## Task objective
Print all the data that follows exactly, images excluded.
_ _ _
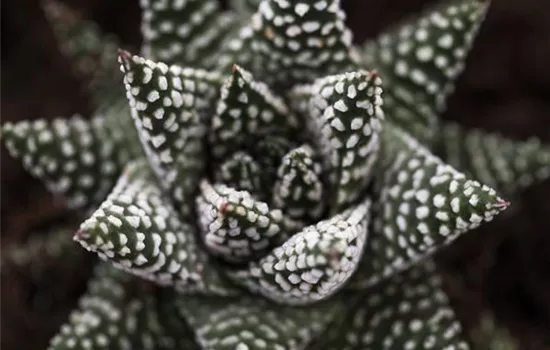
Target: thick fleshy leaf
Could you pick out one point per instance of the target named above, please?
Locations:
(256, 323)
(420, 61)
(184, 32)
(345, 118)
(114, 314)
(92, 52)
(241, 172)
(301, 41)
(237, 227)
(422, 205)
(409, 311)
(505, 164)
(314, 263)
(138, 230)
(172, 106)
(77, 159)
(298, 190)
(246, 112)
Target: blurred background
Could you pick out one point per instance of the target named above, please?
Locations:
(504, 268)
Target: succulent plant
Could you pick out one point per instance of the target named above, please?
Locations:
(280, 187)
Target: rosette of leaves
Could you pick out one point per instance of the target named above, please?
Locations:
(276, 185)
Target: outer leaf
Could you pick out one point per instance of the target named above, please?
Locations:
(345, 118)
(109, 317)
(172, 107)
(420, 61)
(255, 323)
(237, 49)
(93, 52)
(77, 159)
(409, 311)
(54, 244)
(138, 230)
(502, 163)
(186, 32)
(301, 41)
(237, 227)
(246, 112)
(423, 204)
(313, 264)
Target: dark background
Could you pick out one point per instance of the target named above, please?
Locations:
(504, 267)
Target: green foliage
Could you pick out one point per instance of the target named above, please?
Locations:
(284, 194)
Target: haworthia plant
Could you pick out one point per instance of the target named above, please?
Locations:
(286, 188)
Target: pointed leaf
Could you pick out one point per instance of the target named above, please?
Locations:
(409, 311)
(93, 53)
(247, 111)
(314, 263)
(298, 190)
(55, 244)
(269, 152)
(77, 159)
(301, 41)
(109, 317)
(186, 32)
(255, 323)
(345, 118)
(237, 227)
(422, 205)
(505, 164)
(171, 107)
(138, 230)
(420, 61)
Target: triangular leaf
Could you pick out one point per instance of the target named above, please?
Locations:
(112, 314)
(172, 107)
(313, 264)
(255, 323)
(420, 61)
(422, 205)
(138, 230)
(248, 111)
(409, 311)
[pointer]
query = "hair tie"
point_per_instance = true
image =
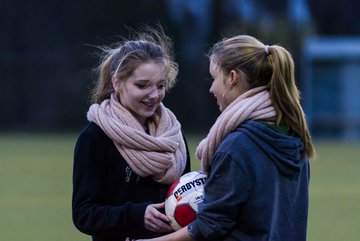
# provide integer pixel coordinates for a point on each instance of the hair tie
(267, 49)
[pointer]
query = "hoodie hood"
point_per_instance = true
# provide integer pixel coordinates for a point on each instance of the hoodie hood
(287, 152)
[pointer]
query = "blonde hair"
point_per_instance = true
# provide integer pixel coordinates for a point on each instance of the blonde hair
(121, 59)
(270, 66)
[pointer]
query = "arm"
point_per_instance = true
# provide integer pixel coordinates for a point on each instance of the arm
(91, 214)
(180, 235)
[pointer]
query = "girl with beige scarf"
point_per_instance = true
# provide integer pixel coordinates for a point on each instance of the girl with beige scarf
(133, 147)
(256, 153)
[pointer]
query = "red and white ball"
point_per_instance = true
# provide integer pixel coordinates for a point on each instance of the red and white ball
(183, 198)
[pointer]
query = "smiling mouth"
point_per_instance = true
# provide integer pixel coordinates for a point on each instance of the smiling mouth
(149, 104)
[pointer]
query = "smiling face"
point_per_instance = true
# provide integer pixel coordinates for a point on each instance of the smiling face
(227, 87)
(143, 91)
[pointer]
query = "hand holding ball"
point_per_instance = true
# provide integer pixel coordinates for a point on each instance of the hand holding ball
(183, 198)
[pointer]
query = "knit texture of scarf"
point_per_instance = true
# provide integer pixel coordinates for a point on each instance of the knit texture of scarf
(254, 104)
(160, 154)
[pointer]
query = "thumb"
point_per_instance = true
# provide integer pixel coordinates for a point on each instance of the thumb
(158, 205)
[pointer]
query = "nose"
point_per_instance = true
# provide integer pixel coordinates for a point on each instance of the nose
(210, 90)
(154, 93)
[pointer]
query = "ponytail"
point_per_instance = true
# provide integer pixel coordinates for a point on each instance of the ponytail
(286, 96)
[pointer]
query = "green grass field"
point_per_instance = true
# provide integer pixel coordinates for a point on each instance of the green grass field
(35, 189)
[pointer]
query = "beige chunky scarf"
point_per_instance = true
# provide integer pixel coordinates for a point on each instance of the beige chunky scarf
(160, 154)
(254, 104)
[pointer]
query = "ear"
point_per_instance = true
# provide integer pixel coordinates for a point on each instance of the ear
(115, 83)
(233, 78)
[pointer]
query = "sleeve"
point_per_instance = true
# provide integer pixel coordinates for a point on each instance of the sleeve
(188, 162)
(221, 206)
(90, 214)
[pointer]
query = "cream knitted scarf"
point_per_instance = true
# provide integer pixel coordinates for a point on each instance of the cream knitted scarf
(254, 104)
(160, 154)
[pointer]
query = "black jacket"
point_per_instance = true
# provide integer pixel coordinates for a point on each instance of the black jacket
(109, 199)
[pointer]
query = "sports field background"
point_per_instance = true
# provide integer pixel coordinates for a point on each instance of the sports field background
(35, 189)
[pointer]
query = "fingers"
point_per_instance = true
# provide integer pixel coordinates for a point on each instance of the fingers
(156, 221)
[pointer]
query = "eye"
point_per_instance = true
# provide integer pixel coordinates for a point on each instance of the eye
_ _ _
## Response below
Target: thick fleshy leaf
Could you pick out one point per instance of the target named above, please?
Locations:
(256, 323)
(420, 61)
(184, 32)
(345, 118)
(114, 314)
(92, 52)
(241, 172)
(301, 41)
(237, 227)
(422, 205)
(409, 311)
(505, 164)
(314, 263)
(138, 230)
(172, 106)
(77, 159)
(298, 190)
(246, 112)
Target: blurred background
Could you pick out one point per instance of the target named above, please?
Locations:
(504, 268)
Target: succulent plant
Could you pick out one point per instance of the target named above, please?
Locations:
(280, 187)
Target: rosette of leaves
Could you pick out one point per instance of the target named above, please?
Locations:
(276, 185)
Target: outer leaf
Could you pick out one point per instance of the target named above, please?
Locations:
(345, 118)
(109, 317)
(172, 107)
(420, 61)
(255, 323)
(237, 49)
(93, 52)
(77, 159)
(409, 311)
(54, 244)
(138, 230)
(502, 163)
(186, 32)
(301, 41)
(237, 227)
(246, 112)
(423, 204)
(313, 264)
Target: dark background
Could you pick out one point per instance of the target named above, please?
Locations:
(504, 267)
Target: green foliage
Could you pick out one point per instance of the target named above, please?
Locations:
(284, 194)
Target: haworthia plant
Could you pick out one point per instance of the target named above, please?
Locations:
(286, 188)
Target: pointed leaf
Could you pick out one point per instance of the target named above, please?
Locations:
(409, 311)
(93, 53)
(247, 111)
(314, 263)
(298, 190)
(55, 244)
(269, 152)
(77, 159)
(301, 41)
(109, 317)
(186, 32)
(255, 323)
(345, 118)
(237, 227)
(422, 205)
(505, 164)
(171, 107)
(138, 230)
(420, 61)
Target: triangular leaf
Could you pick out one point per instance of the target named above, please?
Locations:
(112, 314)
(172, 107)
(313, 264)
(255, 323)
(420, 61)
(422, 205)
(138, 230)
(248, 111)
(409, 311)
[pointer]
query = "hair tie"
point_per_instance = true
image =
# provide integer pixel coordinates for a point on each instance of the hair tie
(267, 49)
[pointer]
query = "hoodie hood"
point_per_instance = true
# provide integer pixel coordinates for a point on each instance of the hoodie hood
(287, 152)
[pointer]
query = "blonde hair"
point_per_instance = true
# provide integer pixel coordinates for a point on each instance of the blonde hair
(121, 59)
(270, 66)
[pointer]
query = "arm"
point_per_instance = true
# provide integer pixel coordinates for a point on each instance of the arm
(91, 214)
(180, 235)
[pointer]
query = "girl with beige scarf"
point_per_instance = true
# provide integer pixel coordinates for a point on each instance of the girl with beige scarf
(133, 147)
(256, 153)
[pointer]
query = "red and white ball"
point_per_instance = true
# provide integer pixel coordinates for a point on each instance of the red and white ball
(183, 198)
[pointer]
query = "smiling mouth"
point_per_instance = true
# provide integer pixel coordinates for a point on each instance of the smiling mouth
(149, 104)
[pointer]
query = "smiling face"
point_per_instance = true
# provide integer pixel coordinates for a point on each instance of the smiling face
(227, 87)
(143, 91)
[pointer]
query = "hand holding ball"
point_per_instance = true
# provide integer pixel coordinates for a point on each instance of the hand holding ball
(183, 198)
[pointer]
query = "knit texture of scarf"
point_per_instance = true
# provide integer pixel coordinates for a point on each instance of the knit texture of scarf
(254, 104)
(160, 154)
[pointer]
query = "thumb"
point_per_instance = true
# provide integer pixel coordinates for a point on each instance of the thumb
(158, 205)
[pointer]
query = "nose"
point_per_instance = true
# provide integer pixel coordinates for a point on each instance of the nose
(210, 90)
(154, 93)
[pointer]
query = "ponytail"
point_per_instance = true
# provide integer pixel coordinates for a point on each instance of the ponytail
(286, 96)
[pointer]
query = "green grass field"
point_per_instance = true
# provide integer pixel coordinates for a point on each instance of the green grass field
(35, 189)
[pointer]
query = "beige chunky scarf"
point_per_instance = true
# provide integer pixel coordinates for a point on each instance of the beige chunky scarf
(160, 154)
(254, 104)
[pointer]
query = "ear"
point_per_instance = true
# provide integer pixel coordinates for a point on each instance of the ear
(115, 83)
(233, 78)
[pointer]
query = "sleeve"
point_per_instance = true
# provide integer pixel coordinates for a point on each instance of the sleeve
(188, 162)
(221, 206)
(90, 214)
[pointer]
query = "cream knitted scarf"
point_per_instance = true
# provide integer pixel coordinates for a point on each instance of the cream knitted scarf
(254, 104)
(160, 154)
[pointer]
query = "black jacket"
point_per_instance = true
# provide integer pixel coordinates for a point on each instance of the black jacket
(109, 199)
[pointer]
query = "sports field background"
point_per_instance = true
# provide integer pixel coordinates for a point on each instance of the sports field background
(35, 189)
[pointer]
query = "fingers"
point_per_instance = true
# provide integer pixel coordinates for a point on each instance of the fingers
(156, 221)
[pointer]
query = "eye"
point_per_instance = true
# provide integer pixel coordinates for a point on each instance of the eye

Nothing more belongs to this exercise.